Estes dados confirmam a importância da adequada avaliação da densidade mamária em exames de mamografia de rastreamento. As pacientes com mamas densas apresentaram menor sensibilidade da mamografia e maiores taxas de reconvocação, demonstrando uma menor efetividade do rastreamento mamográfico nesta população. Além disso, estas pacientes com mamas densas tiveram um maior risco de desenvolver câncer, principalmente os cânceres de intervalo (aqueles detectados clinicamente entre dois exames de rastreamento normais), e apresentaram tumores mais avançados, com maior diâmetro médio e acometimento linfonodal.

> **Dados fornecidos**
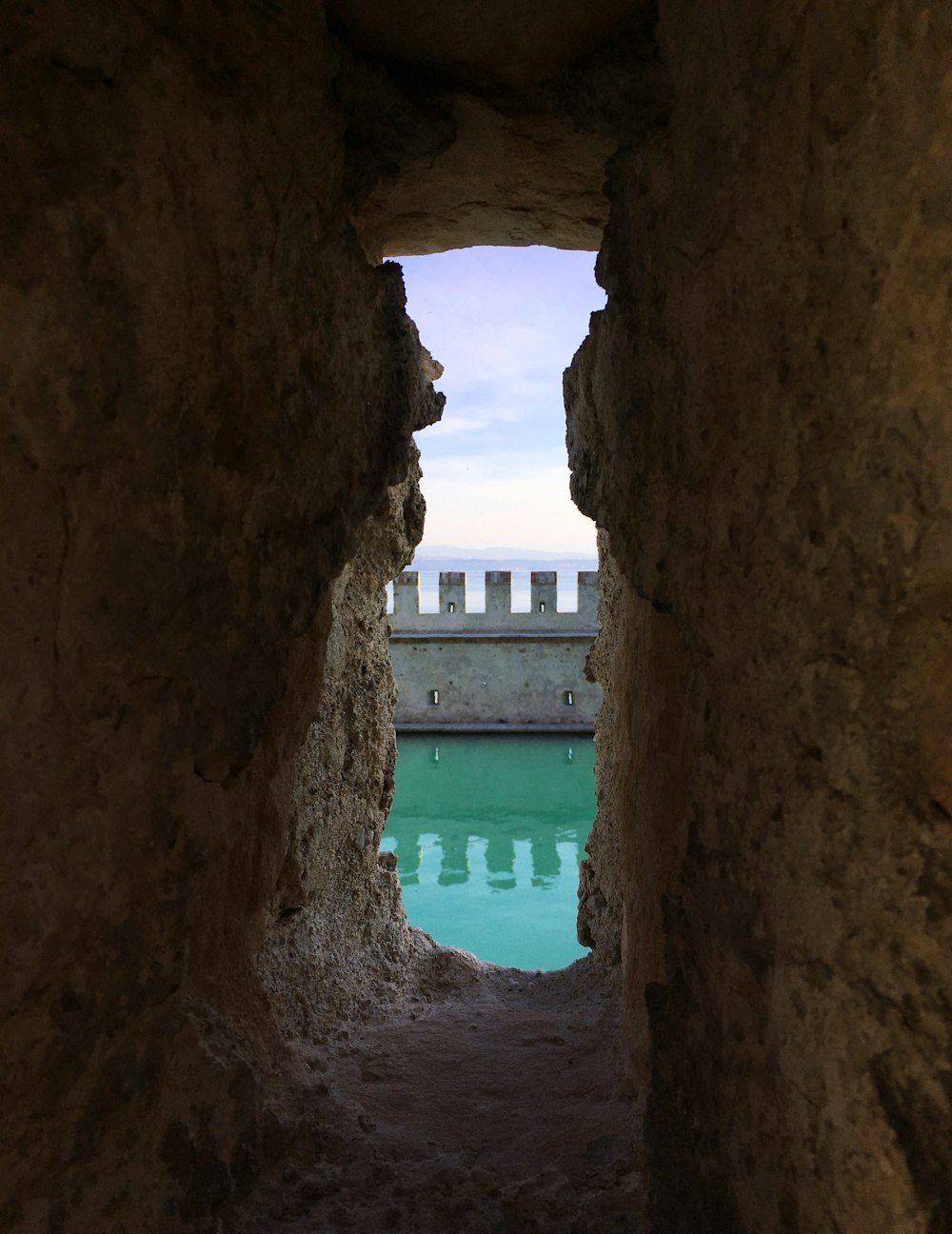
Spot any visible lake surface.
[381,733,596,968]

--

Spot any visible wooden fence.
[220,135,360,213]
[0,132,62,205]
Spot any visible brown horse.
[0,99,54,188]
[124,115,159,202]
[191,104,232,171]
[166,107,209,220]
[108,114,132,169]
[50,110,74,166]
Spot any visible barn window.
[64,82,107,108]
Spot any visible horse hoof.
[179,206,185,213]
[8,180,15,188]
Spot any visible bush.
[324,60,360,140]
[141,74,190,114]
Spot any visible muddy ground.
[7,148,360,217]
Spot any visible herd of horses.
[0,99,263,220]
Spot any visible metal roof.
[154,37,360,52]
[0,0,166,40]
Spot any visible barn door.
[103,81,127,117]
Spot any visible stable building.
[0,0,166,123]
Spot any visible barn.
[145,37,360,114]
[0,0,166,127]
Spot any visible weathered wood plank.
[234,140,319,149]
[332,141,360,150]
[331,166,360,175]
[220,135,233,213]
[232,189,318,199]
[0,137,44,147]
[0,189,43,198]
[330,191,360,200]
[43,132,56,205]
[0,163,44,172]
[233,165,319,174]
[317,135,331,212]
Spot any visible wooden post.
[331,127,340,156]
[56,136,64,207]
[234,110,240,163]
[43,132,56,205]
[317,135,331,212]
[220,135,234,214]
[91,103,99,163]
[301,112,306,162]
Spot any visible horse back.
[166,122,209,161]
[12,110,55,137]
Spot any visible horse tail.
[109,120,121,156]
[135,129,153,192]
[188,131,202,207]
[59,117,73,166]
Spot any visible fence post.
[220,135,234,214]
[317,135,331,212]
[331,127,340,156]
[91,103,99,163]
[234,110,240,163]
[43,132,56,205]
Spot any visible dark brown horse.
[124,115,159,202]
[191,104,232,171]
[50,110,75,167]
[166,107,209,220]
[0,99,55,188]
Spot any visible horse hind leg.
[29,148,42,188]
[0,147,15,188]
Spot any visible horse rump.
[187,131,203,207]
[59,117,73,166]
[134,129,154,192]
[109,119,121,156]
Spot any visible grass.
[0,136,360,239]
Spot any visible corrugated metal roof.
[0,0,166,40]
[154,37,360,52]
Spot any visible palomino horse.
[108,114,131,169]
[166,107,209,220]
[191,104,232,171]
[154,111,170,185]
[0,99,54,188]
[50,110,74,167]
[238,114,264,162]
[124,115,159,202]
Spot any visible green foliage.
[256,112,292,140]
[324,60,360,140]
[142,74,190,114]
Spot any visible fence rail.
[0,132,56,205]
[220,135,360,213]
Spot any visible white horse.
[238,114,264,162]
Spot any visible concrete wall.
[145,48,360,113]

> **Lista de tarefas**
- a) Reproduza o trecho do texto de estudo que começa em "Estes dados confirmam" e prossegue até "e acometimento linfonodal.".
- b) De acordo com o texto de estudo, como são definidos os cânceres de intervalo?

> **Respostas abaixo**
- a)
Estes dados confirmam a importância da adequada avaliação da densidade mamária em exames de mamografia de rastreamento. As pacientes com mamas densas apresentaram menor sensibilidade da mamografia e maiores taxas de reconvocação, demonstrando uma menor efetividade do rastreamento mamográfico nesta população. Além disso, estas pacientes com mamas densas tiveram um maior risco de desenvolver câncer, principalmente os cânceres de intervalo (aqueles detectados clinicamente entre dois exames de rastreamento normais), e apresentaram tumores mais avançados, com maior diâmetro médio e acometimento linfonodal.

- b) São aqueles detectados clinicamente entre dois exames de rastreamento normais.